Hospice for Old Chairs

No two chairs in our house match.  There are no pairs of chairs.  Instead there is a collection of randomly acquired dining chairs for which the only things they have in common is high back and made of oak.  Some are modern. Some are very old. One is a ‘carver’ with a woven cane seat insert, the others have seat covers in a collection of colours and materials.

Armchairs follow the same pattern: old, new, leather, cloth, one turns on its base, one has tiny castors.  One has no arms and is quite low (possibly formerly a ‘bedroom chair).  None of them match the settee (either of the settees – which don’t match each other), and they get paired with a random collection of props used for footstools.

Ours is a retirement home for chairs that other people discard it seems.

This theme continues out onto the balcony – but there two deckchairs scavenged together have been renovated to deckchair pairing.  The rest are also randomly acquired director’s chairs (painted and re-canvassed), plastic garden chairs (the broken parts they were discarded on account of, bolted or wired back together), or folding wooden dining chairs (broken slats replaced in the seat).

F scavenges chairs.  She possibly doesn’t think of it as scavenging; maybe she sees us as a hospital for chairs, a retirement home for those who have given a lifetime of service and still have something to contribute.  Or possibly a hospice where they can die in dignity.

++++

Work task 1: From the essay on chairs, reproduce word for word the passage starting with "F scavenges chairs.  She" and going on through "die in dignity.".
Work task 2: According to the essay on chairs, what do the dining chairs have in common?
Work task 3: Decide whether each statement agrees with the essay on chairs, and quote the words that settle it: (a) The house has matching pairs of dining chairs. (b) One of the armchairs turns on its base. (c) The two settees match each other.

Region pointing data

++++

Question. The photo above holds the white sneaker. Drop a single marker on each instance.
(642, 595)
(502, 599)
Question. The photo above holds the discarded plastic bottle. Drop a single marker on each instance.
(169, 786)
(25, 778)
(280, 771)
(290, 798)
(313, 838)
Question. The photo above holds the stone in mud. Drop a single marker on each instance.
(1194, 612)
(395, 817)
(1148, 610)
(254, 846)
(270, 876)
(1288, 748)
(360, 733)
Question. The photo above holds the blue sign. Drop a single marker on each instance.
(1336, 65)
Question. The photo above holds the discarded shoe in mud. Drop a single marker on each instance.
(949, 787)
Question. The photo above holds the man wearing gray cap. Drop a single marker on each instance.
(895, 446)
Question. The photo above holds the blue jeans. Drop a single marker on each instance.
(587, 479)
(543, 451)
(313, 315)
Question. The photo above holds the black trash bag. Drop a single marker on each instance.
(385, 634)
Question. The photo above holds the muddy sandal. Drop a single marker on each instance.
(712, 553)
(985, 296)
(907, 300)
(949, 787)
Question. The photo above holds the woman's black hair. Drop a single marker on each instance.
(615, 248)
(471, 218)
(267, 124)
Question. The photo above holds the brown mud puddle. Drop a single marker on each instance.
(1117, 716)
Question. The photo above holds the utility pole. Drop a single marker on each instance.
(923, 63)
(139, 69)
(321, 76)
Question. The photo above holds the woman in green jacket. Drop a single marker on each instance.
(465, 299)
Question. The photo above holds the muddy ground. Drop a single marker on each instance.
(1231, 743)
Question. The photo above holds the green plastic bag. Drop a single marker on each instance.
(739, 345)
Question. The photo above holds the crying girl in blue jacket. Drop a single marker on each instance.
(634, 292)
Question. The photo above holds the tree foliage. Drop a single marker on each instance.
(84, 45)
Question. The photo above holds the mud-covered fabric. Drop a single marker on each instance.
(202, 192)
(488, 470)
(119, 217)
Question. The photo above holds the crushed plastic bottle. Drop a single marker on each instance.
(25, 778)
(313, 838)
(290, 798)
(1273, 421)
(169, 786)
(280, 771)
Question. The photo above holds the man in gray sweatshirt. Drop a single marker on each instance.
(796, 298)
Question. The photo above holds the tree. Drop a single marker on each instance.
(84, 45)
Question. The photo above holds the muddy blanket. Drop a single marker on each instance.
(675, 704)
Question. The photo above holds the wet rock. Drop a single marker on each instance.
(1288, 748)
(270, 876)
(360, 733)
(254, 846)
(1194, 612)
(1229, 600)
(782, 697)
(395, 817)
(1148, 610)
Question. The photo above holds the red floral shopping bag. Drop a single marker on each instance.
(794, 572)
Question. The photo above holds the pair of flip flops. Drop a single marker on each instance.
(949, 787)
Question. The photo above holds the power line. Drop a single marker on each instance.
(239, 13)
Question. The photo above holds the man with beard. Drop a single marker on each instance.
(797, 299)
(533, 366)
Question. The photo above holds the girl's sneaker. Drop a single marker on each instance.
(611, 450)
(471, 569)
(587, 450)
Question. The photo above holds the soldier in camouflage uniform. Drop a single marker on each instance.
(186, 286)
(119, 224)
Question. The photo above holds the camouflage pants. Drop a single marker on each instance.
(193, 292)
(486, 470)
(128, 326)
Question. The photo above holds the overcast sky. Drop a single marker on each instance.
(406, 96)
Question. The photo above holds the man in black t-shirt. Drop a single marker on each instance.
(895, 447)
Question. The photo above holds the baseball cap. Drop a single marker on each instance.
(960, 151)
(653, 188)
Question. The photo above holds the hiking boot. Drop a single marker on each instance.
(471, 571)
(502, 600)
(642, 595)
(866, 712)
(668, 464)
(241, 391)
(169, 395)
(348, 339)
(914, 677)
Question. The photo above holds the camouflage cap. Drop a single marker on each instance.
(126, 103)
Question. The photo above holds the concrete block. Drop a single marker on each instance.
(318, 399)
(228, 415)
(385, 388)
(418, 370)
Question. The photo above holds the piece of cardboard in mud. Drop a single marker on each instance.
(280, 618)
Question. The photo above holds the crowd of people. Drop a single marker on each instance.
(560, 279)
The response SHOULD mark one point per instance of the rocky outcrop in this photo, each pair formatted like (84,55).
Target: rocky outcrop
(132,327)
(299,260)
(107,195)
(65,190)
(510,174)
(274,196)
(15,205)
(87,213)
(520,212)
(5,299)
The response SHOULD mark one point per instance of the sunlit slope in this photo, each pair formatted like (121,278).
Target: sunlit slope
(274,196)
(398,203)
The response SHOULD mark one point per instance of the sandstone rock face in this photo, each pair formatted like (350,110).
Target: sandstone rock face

++++

Exercise solution 1:
F scavenges chairs.  She possibly doesn’t think of it as scavenging; maybe she sees us as a hospital for chairs, a retirement home for those who have given a lifetime of service and still have something to contribute.  Or possibly a hospice where they can die in dignity.

Exercise solution 2: They have a high back and are made of oak.

Exercise solution 3:
(a) No: "There are no pairs of chairs."
(b) Yes: "one turns on its base"
(c) No: "which don’t match each other"